▸ **TASK DIRECTIONS**:
Would you please output the lines of the data below from the one containing "goalkeeper accordingly, one point per instance." to the end, exactly and with nothing added?

===== SUPPLIED DATA =====

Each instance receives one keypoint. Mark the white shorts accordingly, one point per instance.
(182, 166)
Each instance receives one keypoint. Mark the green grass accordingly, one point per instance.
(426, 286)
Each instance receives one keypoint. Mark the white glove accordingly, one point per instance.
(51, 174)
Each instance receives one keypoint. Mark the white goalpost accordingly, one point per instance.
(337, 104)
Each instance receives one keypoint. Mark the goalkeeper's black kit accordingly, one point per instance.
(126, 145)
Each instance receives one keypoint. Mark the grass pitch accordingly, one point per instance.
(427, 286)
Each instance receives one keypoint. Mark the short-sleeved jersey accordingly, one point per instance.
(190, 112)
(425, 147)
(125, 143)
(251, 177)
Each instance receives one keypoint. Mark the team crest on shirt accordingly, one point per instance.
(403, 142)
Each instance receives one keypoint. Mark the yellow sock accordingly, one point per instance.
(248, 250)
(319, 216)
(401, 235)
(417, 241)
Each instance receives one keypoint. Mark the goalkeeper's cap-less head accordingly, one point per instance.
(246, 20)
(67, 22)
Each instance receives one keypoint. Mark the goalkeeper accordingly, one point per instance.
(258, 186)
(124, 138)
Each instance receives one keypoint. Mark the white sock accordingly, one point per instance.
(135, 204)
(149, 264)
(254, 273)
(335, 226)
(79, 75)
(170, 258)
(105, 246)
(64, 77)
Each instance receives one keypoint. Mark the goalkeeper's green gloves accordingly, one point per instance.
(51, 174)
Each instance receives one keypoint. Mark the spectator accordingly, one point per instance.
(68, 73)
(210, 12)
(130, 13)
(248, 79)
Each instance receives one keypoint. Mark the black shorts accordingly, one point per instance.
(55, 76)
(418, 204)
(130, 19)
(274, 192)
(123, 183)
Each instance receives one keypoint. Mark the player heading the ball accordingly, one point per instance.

=====

▸ **RESPONSE AREA**:
Each instance receives one keypoint. Mark the goalkeeper accordingly, one point per instance.
(258, 186)
(124, 138)
Each instance receives one keypoint. Mark the white sock accordingly, one point per instance.
(135, 204)
(149, 264)
(254, 273)
(335, 226)
(79, 75)
(170, 258)
(105, 246)
(64, 77)
Each instance receives one keypoint. Mark the goalkeeper's green gloves accordingly, one point per instance.
(51, 174)
Each instance receives one keypoint. Mark the spectator accordingly, one point per instance.
(68, 73)
(210, 12)
(130, 13)
(248, 79)
Each instance receives one keypoint. Mark the black shorts accordingly, one point per instance.
(55, 76)
(418, 204)
(130, 19)
(274, 192)
(123, 183)
Each instance receives one keypoint. Mark the player heading the ball accordingly, one point per instance.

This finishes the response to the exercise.